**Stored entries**
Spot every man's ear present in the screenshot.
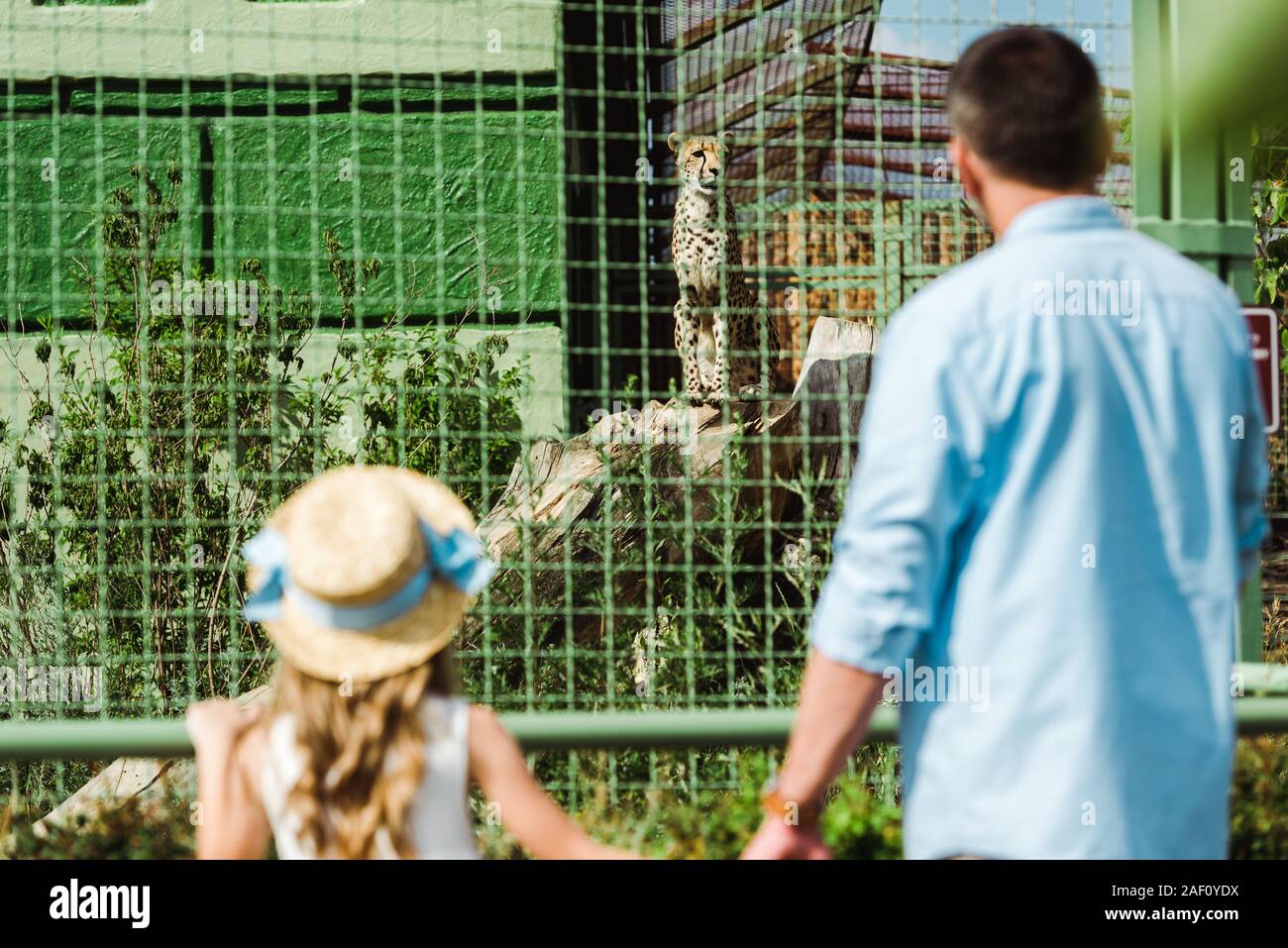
[948,137,979,197]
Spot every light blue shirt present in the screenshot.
[810,197,1267,858]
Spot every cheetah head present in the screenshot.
[666,132,733,197]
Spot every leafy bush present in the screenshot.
[1231,734,1288,859]
[0,167,525,806]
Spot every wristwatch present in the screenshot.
[760,778,823,828]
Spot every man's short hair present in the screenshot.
[948,26,1109,189]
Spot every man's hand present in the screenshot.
[743,652,885,859]
[741,816,832,859]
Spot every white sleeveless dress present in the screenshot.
[261,695,480,859]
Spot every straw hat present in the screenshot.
[244,467,494,683]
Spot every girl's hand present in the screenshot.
[741,816,832,859]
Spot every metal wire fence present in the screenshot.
[0,0,1256,834]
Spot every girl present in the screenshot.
[188,468,625,859]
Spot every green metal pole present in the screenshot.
[0,696,1288,760]
[0,707,886,760]
[1132,0,1263,662]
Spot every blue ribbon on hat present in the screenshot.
[242,520,496,631]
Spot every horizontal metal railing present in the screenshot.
[0,696,1288,760]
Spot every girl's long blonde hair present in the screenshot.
[274,648,456,859]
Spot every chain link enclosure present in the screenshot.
[0,0,1130,829]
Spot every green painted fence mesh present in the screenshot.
[0,0,1148,829]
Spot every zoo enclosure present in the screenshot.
[0,0,1277,813]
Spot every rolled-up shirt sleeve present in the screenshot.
[810,313,984,674]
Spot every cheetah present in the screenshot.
[666,132,780,404]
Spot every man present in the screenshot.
[746,29,1267,858]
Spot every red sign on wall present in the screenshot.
[1243,306,1279,434]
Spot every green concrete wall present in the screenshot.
[0,86,563,323]
[211,110,563,314]
[0,326,567,439]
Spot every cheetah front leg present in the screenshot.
[707,308,729,404]
[675,297,705,403]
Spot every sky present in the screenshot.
[872,0,1130,89]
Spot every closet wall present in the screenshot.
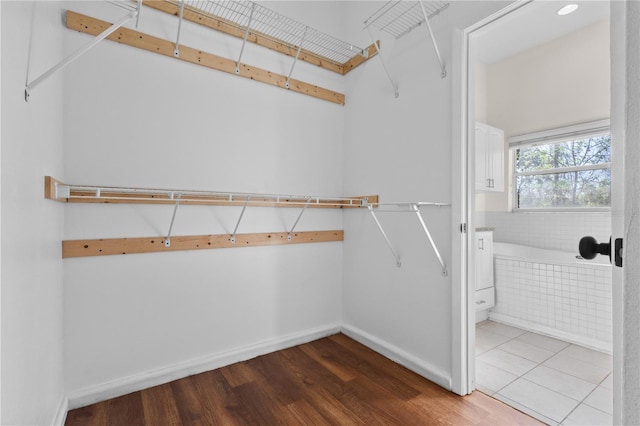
[343,1,507,387]
[64,2,345,406]
[0,1,66,425]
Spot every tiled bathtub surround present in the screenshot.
[490,256,612,351]
[482,212,611,253]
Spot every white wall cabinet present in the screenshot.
[476,123,504,192]
[474,231,495,311]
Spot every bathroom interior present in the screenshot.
[470,1,612,425]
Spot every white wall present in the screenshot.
[0,1,66,425]
[343,2,504,387]
[64,2,348,406]
[478,20,610,211]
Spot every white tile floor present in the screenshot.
[476,321,613,426]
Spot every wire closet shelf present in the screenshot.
[364,0,449,38]
[169,0,367,65]
[54,182,367,207]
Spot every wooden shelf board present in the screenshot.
[62,230,344,259]
[66,11,345,105]
[142,0,379,74]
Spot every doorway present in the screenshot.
[468,1,613,424]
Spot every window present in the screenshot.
[509,120,611,210]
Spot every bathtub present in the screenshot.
[489,242,612,353]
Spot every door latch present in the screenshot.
[578,237,622,267]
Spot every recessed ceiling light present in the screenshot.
[557,4,578,16]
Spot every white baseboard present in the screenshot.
[342,325,452,390]
[489,312,611,354]
[51,396,69,426]
[65,324,341,414]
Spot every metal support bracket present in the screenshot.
[164,192,181,247]
[236,3,256,74]
[411,204,448,277]
[229,196,251,244]
[367,26,400,98]
[24,0,142,102]
[173,0,184,58]
[418,0,447,78]
[367,204,402,268]
[285,27,309,89]
[287,198,311,241]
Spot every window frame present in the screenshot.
[509,119,611,213]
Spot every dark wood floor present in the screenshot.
[66,334,540,426]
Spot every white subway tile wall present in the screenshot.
[491,257,612,345]
[486,212,612,344]
[484,212,611,253]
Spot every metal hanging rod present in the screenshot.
[364,0,449,90]
[24,0,142,102]
[367,201,451,276]
[174,0,367,65]
[45,176,378,208]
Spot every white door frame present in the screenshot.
[452,0,640,424]
[451,0,531,395]
[611,1,640,425]
[452,5,640,424]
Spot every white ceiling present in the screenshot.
[471,0,609,64]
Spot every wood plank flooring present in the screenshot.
[66,334,541,426]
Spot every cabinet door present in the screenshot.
[475,232,493,290]
[487,126,504,192]
[476,123,489,191]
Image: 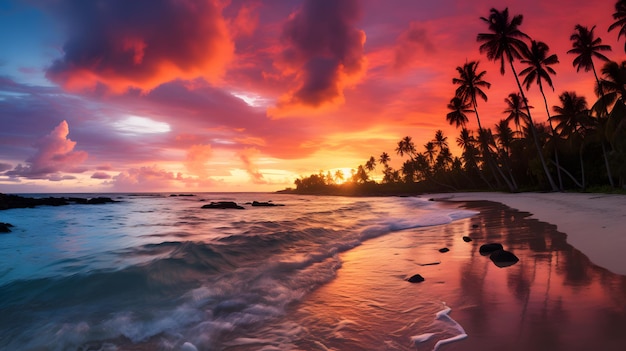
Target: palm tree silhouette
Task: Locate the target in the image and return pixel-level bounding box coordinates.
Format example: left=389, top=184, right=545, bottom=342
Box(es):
left=609, top=0, right=626, bottom=52
left=519, top=40, right=563, bottom=191
left=476, top=8, right=557, bottom=191
left=396, top=136, right=416, bottom=160
left=446, top=96, right=474, bottom=128
left=424, top=141, right=435, bottom=165
left=600, top=61, right=626, bottom=186
left=567, top=24, right=615, bottom=187
left=365, top=156, right=376, bottom=172
left=504, top=93, right=533, bottom=132
left=378, top=152, right=391, bottom=168
left=433, top=129, right=448, bottom=152
left=452, top=61, right=491, bottom=129
left=552, top=91, right=590, bottom=189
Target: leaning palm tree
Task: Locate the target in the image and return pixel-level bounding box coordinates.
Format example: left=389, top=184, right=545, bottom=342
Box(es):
left=476, top=8, right=557, bottom=191
left=600, top=61, right=626, bottom=185
left=504, top=93, right=533, bottom=133
left=424, top=141, right=435, bottom=165
left=365, top=156, right=376, bottom=172
left=567, top=24, right=611, bottom=96
left=609, top=0, right=626, bottom=52
left=433, top=129, right=448, bottom=152
left=446, top=96, right=474, bottom=128
left=553, top=91, right=590, bottom=189
left=396, top=136, right=417, bottom=160
left=452, top=61, right=491, bottom=129
left=519, top=40, right=563, bottom=191
left=378, top=152, right=391, bottom=169
left=495, top=119, right=517, bottom=191
left=567, top=24, right=615, bottom=187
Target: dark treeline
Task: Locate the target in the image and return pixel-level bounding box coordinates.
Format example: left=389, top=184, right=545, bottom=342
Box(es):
left=286, top=4, right=626, bottom=195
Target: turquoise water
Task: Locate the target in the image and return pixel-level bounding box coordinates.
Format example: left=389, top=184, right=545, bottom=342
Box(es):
left=0, top=193, right=477, bottom=350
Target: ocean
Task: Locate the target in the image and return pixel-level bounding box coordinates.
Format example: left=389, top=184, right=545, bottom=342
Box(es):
left=0, top=193, right=626, bottom=351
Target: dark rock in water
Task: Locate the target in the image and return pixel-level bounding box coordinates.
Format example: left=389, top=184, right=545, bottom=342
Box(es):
left=86, top=197, right=117, bottom=205
left=202, top=201, right=244, bottom=210
left=478, top=243, right=504, bottom=256
left=0, top=194, right=118, bottom=210
left=489, top=250, right=519, bottom=268
left=406, top=274, right=424, bottom=283
left=251, top=201, right=285, bottom=207
left=0, top=222, right=13, bottom=233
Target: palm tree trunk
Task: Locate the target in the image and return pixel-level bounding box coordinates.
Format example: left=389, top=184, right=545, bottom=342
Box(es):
left=591, top=62, right=615, bottom=188
left=539, top=81, right=563, bottom=191
left=474, top=100, right=517, bottom=193
left=507, top=53, right=558, bottom=191
left=578, top=142, right=586, bottom=191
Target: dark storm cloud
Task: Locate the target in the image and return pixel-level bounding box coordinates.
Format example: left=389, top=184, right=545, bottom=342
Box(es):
left=282, top=0, right=365, bottom=110
left=47, top=0, right=234, bottom=93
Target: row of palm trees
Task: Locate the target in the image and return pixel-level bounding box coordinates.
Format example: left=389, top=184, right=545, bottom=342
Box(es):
left=296, top=4, right=626, bottom=191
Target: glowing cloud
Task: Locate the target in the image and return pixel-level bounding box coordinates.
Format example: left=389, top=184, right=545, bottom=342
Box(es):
left=393, top=22, right=435, bottom=69
left=113, top=116, right=172, bottom=134
left=46, top=0, right=234, bottom=93
left=239, top=149, right=267, bottom=184
left=270, top=0, right=366, bottom=115
left=4, top=121, right=87, bottom=181
left=185, top=145, right=212, bottom=179
left=112, top=165, right=183, bottom=191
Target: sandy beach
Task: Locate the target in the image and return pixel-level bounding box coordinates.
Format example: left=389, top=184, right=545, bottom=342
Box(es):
left=280, top=201, right=626, bottom=351
left=424, top=192, right=626, bottom=275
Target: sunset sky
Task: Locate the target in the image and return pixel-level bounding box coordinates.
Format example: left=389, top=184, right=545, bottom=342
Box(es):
left=0, top=0, right=626, bottom=193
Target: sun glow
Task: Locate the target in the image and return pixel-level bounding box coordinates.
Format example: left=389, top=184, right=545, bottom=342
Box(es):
left=329, top=168, right=354, bottom=184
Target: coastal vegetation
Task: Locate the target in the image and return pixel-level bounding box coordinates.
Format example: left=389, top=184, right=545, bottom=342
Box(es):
left=286, top=0, right=626, bottom=195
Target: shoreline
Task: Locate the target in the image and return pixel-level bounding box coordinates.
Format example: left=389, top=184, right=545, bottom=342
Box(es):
left=422, top=192, right=626, bottom=275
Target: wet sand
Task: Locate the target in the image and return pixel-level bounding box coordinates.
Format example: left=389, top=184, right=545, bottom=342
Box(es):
left=282, top=201, right=626, bottom=351
left=428, top=192, right=626, bottom=275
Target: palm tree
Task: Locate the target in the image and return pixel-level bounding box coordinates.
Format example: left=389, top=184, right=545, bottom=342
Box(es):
left=396, top=136, right=416, bottom=159
left=495, top=119, right=517, bottom=188
left=424, top=141, right=435, bottom=165
left=476, top=8, right=557, bottom=191
left=553, top=91, right=589, bottom=189
left=567, top=24, right=611, bottom=90
left=335, top=169, right=345, bottom=183
left=446, top=96, right=474, bottom=128
left=365, top=156, right=376, bottom=172
left=519, top=40, right=563, bottom=191
left=600, top=61, right=626, bottom=186
left=433, top=129, right=448, bottom=152
left=567, top=24, right=615, bottom=187
left=504, top=93, right=533, bottom=132
left=609, top=0, right=626, bottom=52
left=378, top=152, right=391, bottom=168
left=452, top=61, right=491, bottom=129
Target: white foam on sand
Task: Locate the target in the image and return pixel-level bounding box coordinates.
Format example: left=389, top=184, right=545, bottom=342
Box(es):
left=424, top=192, right=626, bottom=275
left=411, top=302, right=467, bottom=351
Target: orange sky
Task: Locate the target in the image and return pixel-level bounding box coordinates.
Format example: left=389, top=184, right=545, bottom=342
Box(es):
left=0, top=0, right=626, bottom=193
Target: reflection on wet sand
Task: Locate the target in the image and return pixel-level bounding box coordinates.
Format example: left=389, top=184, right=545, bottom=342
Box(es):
left=276, top=202, right=626, bottom=351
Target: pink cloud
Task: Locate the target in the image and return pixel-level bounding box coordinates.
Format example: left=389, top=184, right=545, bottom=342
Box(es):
left=5, top=121, right=87, bottom=181
left=91, top=172, right=111, bottom=179
left=271, top=0, right=366, bottom=115
left=393, top=22, right=435, bottom=69
left=111, top=165, right=183, bottom=191
left=185, top=144, right=212, bottom=179
left=47, top=0, right=234, bottom=93
left=239, top=149, right=267, bottom=184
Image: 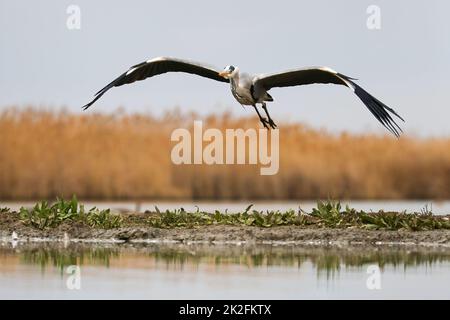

**Exercise directions**
Reproduce every row from the start of the rows down to and including the one containing "[470,1,612,425]", substituting "photograph" for each occurrence of "screenshot" and leaving everything else unchanged. Omit the pictures from your answer.

**Reply to the exercise**
Spot every man's ear present in the photograph.
[948,137,979,197]
Spot every light blue shirt present in the photograph.
[810,197,1267,858]
Spot every cheetah head present in the photograph.
[666,132,733,197]
Spot every leafy bush present in the photograph.
[1231,734,1288,859]
[0,167,525,806]
Spot every wristwatch present in the photograph.
[760,778,823,828]
Spot every man's short hair present in the photograph.
[948,26,1109,189]
Spot every man's hand present in the photograph.
[743,652,885,859]
[741,816,832,859]
Spot every white sleeveless dress present in the photograph.
[261,695,480,859]
Spot every straw hat present in the photograph.
[244,467,494,683]
Spot every girl's hand present in the photograph.
[741,816,832,859]
Spot every metal wire fence present in the photograph.
[0,0,1256,834]
Spot every girl present in the photograph.
[188,468,625,859]
Spot every green metal pole present in the photograph.
[0,696,1288,760]
[0,707,886,760]
[1132,0,1263,662]
Spot every blue ribbon on hat present in the photograph.
[242,520,496,631]
Spot every horizontal metal railing present in the photograph.
[0,696,1288,760]
Spot every girl's long blonde hair present in the photograph.
[274,648,456,859]
Spot every chain link enclosure present in the photograph.
[0,0,1130,829]
Spot every green painted fence mesh present in the photograph.
[0,0,1148,829]
Spot every zoo enclosure present in the photograph.
[0,0,1277,813]
Spot every rolled-up shirt sleeve present in the photograph.
[810,313,984,674]
Spot every cheetah present in the photograph.
[666,132,780,404]
Spot every man present in the photograph.
[746,29,1267,858]
Spot every red sign on wall present in the photograph.
[1243,306,1279,434]
Spot every green concrete wall present in the photograph.
[0,86,563,323]
[211,110,563,314]
[0,326,567,439]
Spot every cheetah front leg present in the photograph.
[707,308,729,404]
[675,297,705,403]
Spot every sky present in the photograph.
[872,0,1130,89]
Spot every closet wall present in the photograph.
[343,1,507,387]
[64,2,345,406]
[0,1,66,425]
Spot every tiled bathtub surround present in the photograph.
[490,256,612,351]
[482,212,611,253]
Spot every white wall cabinet present in the photograph.
[476,123,504,192]
[474,231,495,311]
Spot every bathroom interior present in the photograph.
[470,1,612,425]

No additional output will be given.